▸ **Given exercise 1**:
Report each line of the rows below that contains the string "trunk".

# Given text start

[RFC] Implementation of OpenACC 3.3 for Offload in Clang

What is OpenACC?

OpenACC is a standardized, directives-based parallel computing language extension which permits easier targeting of CPU and GPU devices. OpenACC has programmers provide instructions in the form of pragmas (in C and C++) to the compiler for how to optimize, parallelize, and offload code. OpenACC was designed from the ground-up for heterogeneous computing, with all of the individual directives targeted at the problems and solutions that best apply to accelerators. OpenACC takes a descriptive approach to parallelization, enabling compilers more freedom in how to parallelize for a given architecture than other approaches, while providing the ability for programmers to optimize through progressively more prescriptive clauses.

Other Implementations

There are currently multiple implementations widely available of OpenACC, including one that is currently in process. First, the NVIDIA HPC C++/Fortran compilers 1 are both extremely mature OpenACC implementations. GCC 2 has support for OpenACC, with experimental support available as of GCC5, and a mature implementation available as of GCC9. Additionally, the Flang 3 project has recently started their implementation of OpenACC. Finally, a DoE project known as CLACC 4, a Clang/LLVM based OpenACC->OpenMP translator, has implemented OpenACC, albeit with limited use. While the Cray Fortran compiler also supports OpenACC, support for OpenACC was dropped from their C/C++ compilers when the Clang front-end was adopted. However, based on comments during Supercomputing 2022 they would be interested in regaining OpenACC support in these compilers if support were added to Clang.

The proliferation of implementations available show an extensive interest in OpenACC, which I believe makes it a good idea for Clang to implement it as well.

Implementation Strategy

Much of the implementation has already been designed by the Flang community, so we intend to leverage as much of the infrastructure developed there as possible. We are confident that the two compilers can share runtime and code generation facilities, which will greatly simplify both implementations.

# Given text end
# The records start

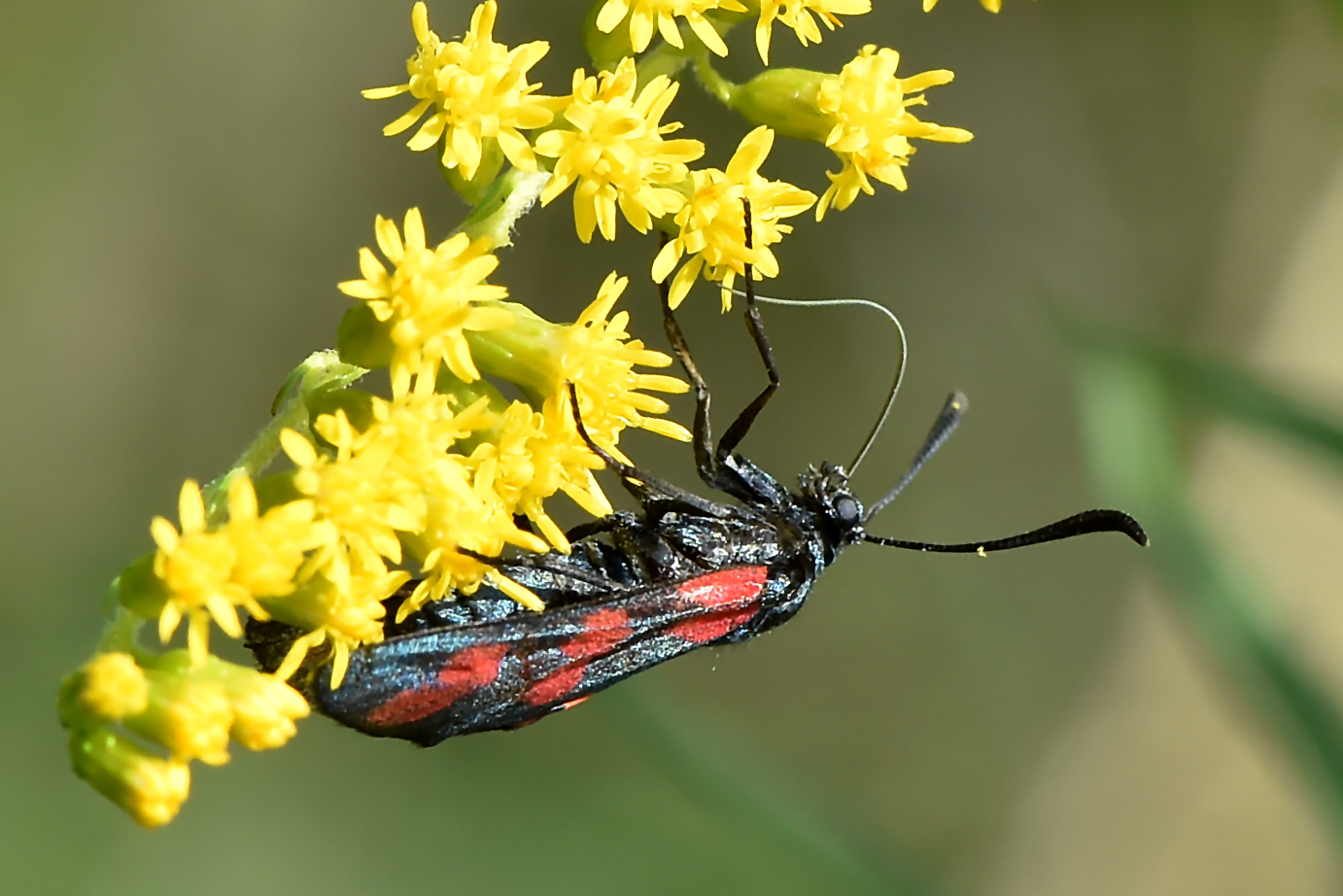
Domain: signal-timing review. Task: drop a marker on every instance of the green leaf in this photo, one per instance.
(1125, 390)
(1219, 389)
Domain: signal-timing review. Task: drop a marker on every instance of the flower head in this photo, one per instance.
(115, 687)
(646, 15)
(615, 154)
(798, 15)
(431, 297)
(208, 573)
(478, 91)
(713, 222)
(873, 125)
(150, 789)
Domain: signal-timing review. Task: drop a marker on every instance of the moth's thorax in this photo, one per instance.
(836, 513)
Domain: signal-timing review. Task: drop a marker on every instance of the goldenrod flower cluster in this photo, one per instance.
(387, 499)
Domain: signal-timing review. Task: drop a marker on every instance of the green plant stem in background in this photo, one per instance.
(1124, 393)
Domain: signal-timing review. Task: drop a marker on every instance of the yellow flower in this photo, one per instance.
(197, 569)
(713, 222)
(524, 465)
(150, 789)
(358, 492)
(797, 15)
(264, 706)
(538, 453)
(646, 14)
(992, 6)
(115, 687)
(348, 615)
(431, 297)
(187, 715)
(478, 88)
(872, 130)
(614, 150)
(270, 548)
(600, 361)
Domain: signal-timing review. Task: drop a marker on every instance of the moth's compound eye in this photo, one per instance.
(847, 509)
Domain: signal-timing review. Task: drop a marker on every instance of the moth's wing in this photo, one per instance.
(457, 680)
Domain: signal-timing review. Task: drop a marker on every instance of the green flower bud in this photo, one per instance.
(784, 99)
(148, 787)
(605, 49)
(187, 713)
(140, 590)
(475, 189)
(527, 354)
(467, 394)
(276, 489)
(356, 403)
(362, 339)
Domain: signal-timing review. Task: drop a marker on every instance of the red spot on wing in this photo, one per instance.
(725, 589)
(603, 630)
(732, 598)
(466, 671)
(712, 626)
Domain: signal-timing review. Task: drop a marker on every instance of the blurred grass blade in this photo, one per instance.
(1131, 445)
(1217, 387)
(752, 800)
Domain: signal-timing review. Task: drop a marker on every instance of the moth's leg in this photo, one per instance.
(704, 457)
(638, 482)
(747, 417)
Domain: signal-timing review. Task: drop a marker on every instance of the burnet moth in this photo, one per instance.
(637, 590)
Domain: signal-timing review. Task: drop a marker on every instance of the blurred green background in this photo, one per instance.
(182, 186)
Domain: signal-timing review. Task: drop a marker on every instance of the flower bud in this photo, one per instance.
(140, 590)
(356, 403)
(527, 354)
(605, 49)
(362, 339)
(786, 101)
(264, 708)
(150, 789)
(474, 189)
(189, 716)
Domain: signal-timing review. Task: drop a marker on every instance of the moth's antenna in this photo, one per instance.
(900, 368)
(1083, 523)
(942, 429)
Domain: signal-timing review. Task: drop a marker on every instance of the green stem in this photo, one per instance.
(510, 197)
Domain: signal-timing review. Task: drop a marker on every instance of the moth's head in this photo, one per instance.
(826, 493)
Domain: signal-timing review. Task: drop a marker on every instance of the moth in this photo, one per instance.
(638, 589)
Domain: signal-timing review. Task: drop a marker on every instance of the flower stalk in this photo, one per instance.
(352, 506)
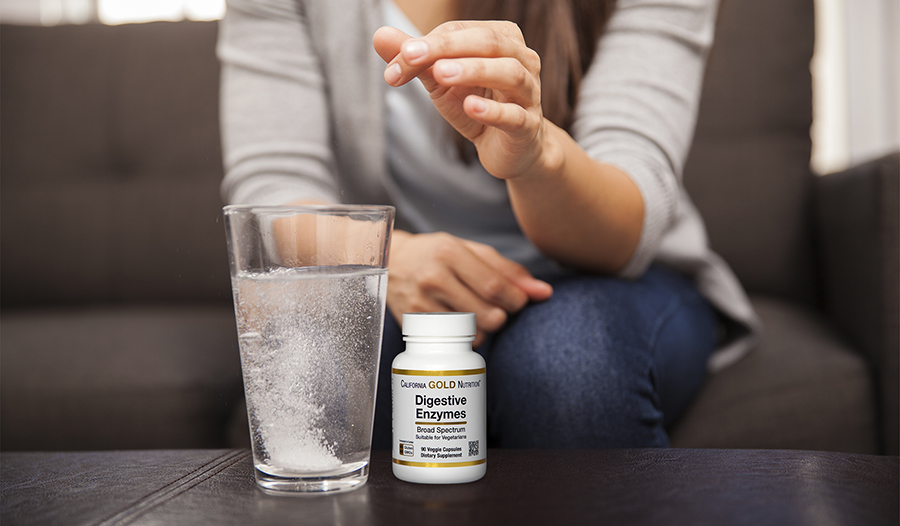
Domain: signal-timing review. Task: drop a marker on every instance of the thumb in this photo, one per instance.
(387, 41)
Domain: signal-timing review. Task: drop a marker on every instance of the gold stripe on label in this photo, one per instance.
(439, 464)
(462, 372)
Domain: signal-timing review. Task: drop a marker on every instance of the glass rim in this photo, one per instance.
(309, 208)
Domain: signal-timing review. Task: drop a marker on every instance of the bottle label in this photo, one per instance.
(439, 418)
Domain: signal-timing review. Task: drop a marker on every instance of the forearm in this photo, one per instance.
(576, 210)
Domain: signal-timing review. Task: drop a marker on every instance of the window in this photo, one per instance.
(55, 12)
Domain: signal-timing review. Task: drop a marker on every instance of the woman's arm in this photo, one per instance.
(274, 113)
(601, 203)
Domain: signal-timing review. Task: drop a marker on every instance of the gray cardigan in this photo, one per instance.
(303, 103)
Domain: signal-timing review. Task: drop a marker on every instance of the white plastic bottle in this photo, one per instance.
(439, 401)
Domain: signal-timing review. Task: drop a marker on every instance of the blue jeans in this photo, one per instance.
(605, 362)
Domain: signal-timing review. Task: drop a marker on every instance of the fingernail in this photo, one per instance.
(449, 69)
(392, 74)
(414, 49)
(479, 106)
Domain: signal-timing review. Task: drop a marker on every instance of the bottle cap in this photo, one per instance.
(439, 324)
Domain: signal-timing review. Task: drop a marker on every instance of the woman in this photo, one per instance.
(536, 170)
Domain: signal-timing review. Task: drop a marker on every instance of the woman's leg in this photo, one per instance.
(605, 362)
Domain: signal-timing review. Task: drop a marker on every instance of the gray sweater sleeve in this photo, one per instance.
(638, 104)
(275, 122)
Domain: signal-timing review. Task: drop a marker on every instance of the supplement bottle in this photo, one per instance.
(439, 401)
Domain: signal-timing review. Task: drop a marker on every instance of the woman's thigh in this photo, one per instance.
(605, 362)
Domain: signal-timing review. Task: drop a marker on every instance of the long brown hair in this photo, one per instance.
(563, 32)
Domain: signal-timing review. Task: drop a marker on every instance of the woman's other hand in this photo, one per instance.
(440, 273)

# The records end
# The records start

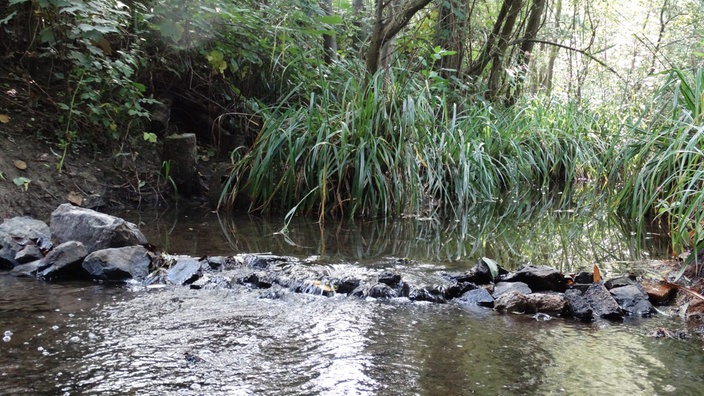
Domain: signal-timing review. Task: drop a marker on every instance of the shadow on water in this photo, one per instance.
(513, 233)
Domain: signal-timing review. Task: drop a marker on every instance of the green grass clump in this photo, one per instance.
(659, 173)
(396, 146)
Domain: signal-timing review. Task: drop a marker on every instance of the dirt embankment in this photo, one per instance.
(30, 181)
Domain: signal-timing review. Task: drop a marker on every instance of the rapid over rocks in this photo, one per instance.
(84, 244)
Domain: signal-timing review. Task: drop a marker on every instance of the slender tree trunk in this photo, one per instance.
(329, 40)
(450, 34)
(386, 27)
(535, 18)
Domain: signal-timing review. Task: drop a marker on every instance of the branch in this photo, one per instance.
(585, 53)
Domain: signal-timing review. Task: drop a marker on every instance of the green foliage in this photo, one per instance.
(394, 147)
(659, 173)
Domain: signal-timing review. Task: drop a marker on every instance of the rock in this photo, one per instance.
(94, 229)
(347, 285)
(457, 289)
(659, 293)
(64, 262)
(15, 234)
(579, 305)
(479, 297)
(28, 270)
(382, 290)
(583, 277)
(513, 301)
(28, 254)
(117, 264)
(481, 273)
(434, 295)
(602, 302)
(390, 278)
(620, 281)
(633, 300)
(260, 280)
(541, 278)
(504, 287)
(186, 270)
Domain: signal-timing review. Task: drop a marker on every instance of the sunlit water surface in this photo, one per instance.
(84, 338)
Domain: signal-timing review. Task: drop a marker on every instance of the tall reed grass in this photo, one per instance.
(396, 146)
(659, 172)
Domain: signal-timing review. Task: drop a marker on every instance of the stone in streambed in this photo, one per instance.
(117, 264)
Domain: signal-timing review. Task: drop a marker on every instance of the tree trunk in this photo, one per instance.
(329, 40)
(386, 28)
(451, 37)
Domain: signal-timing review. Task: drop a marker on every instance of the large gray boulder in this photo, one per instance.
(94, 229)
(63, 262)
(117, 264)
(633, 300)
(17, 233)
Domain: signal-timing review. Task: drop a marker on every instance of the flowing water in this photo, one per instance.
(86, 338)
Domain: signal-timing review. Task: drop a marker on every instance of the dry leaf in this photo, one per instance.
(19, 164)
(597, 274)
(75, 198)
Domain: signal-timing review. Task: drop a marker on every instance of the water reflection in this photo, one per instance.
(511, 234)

# The records end

▸ **Given exercise 2**:
Render this sentence from the OpenACC proposal above in Spanish: "We are confident that the two compilers can share runtime and code generation facilities, which will greatly simplify both implementations."

▸ **Reply 1**:
Domain: signal-timing review. Task: drop a marker on every instance of the slender tree trunk in this photo, one per instance.
Domain: signal-timing review. Task: drop a marker on every instance of the tree trunk in this photo, one per instance.

▸ **Reply 2**:
Estamos seguros de que los dos compiladores pueden compartir los recursos de tiempo de ejecución y de generación de código, lo que simplificará enormemente ambas implementaciones.